## EXERCISE 1
Check each statement against the thread below on converting fixed point to floating point. Mark it yes or no and quote the words from the thread that decide it.
(a) The fixed point variable has 16 bits of integer value.
(b) The person who started the thread can change the format of the incoming value.
(c) John Abshier tested his code before posting it.
## EXERCISE 2
List every floating point function name that appears in the code of the thread below on converting fixed point to floating point.
## EXERCISE 3
In the thread below on converting fixed point to floating point, what does the person who started it say about whether the values can be negative?

## SUPPLIED TEXT
====================

Fixed Point to Floating Point

RogerInHawaiiRogerInHawaii Posts: 87
edited 2009-08-18 00:32 in Propeller 1
I have a fixed point variable in my Spin code. It has 16 bits of integer value and 16 bits of fractional value. It's coming from an external device in Fixed Point format so I have no direct control over its format. I want to be able to use that in some floating point operations, such as FloatMath.FMul(MyFixedPointVal, MyFLoatingPointVal).

But that clearly doesn't work since the FMul expects both arguments to already be floating point values.

How can I convert my Fixed Point variable into the Floating Point format?

Comments

  • TimmooreTimmoore Posts: 1,031
    edited 2009-08-17 23:21
    Receive it as 2 integers (separated by .). Convert both to float, then divide fractional part by 2**16 and then add integer prt.
  • John AbshierJohn Abshier Posts: 1,116
    edited 2009-08-17 23:31
    I think we need more info on the format. Are numbers positive only? This may work; it is off the top of my head and not tested.
    MyFloatInt := F.FFloat(MFP >> 16) MyFloat is the integer portion of the value. Or
    MyFloatInt := F.FFloat(MFP ~> 16) if the first bit is a sign
    temp := MFP & $FFFF get the lower 16 bits
    MyFloatFrac := F.FDiv(F.FFloat(temp), F.FFloat(65536)) could be 65535
    MyFloat := F.FAdd(MyFloatInt, MyFloatFrac)

    John Abshier
  • RogerInHawaiiRogerInHawaii Posts: 87
    edited 2009-08-17 23:35
    Yes, the values are always positive.

====================

## RECORDED INFORMATION
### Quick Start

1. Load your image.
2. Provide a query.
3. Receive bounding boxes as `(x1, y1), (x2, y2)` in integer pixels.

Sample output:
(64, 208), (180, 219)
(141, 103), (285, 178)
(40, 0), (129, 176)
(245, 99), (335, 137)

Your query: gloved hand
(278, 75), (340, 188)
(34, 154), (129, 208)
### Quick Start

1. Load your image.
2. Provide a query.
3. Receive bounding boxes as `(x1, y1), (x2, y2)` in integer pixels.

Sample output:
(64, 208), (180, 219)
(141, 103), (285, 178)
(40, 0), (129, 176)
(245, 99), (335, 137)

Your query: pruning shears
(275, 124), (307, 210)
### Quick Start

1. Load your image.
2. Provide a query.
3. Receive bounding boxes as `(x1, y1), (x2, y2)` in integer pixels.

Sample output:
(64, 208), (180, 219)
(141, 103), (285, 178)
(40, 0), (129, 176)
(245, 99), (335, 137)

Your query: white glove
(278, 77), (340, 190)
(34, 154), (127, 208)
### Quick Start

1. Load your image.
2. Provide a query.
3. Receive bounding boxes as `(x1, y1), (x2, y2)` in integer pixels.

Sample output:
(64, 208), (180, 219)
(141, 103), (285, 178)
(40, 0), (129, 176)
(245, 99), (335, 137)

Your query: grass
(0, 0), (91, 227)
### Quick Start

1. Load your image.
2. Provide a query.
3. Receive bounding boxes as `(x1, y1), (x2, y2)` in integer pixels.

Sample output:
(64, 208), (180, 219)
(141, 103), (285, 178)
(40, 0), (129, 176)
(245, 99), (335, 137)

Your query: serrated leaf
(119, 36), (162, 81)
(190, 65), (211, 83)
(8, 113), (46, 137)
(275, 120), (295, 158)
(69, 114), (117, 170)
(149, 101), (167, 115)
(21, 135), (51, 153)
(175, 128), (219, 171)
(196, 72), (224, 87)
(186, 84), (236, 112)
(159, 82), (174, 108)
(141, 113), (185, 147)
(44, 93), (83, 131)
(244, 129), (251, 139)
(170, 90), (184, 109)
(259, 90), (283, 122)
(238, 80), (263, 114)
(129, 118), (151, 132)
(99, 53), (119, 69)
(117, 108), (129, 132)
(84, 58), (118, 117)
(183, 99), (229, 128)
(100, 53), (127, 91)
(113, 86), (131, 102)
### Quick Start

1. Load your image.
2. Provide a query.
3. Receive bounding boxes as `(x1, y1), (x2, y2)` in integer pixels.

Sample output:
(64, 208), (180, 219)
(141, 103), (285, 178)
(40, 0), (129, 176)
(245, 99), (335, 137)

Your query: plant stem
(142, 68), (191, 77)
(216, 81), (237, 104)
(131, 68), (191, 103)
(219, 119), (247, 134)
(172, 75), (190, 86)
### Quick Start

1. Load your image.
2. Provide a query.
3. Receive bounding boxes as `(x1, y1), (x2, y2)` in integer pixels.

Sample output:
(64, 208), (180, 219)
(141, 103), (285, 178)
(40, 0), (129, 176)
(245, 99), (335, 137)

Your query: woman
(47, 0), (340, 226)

====================

## FULL RESPONSE 1
(a) Yes: "It has 16 bits of integer value and 16 bits of fractional value."
(b) No: "so I have no direct control over its format."
(c) No: "it is off the top of my head and not tested."

## FULL RESPONSE 2
FMul, FFloat, FDiv, FAdd

## FULL RESPONSE 3
The values are always positive.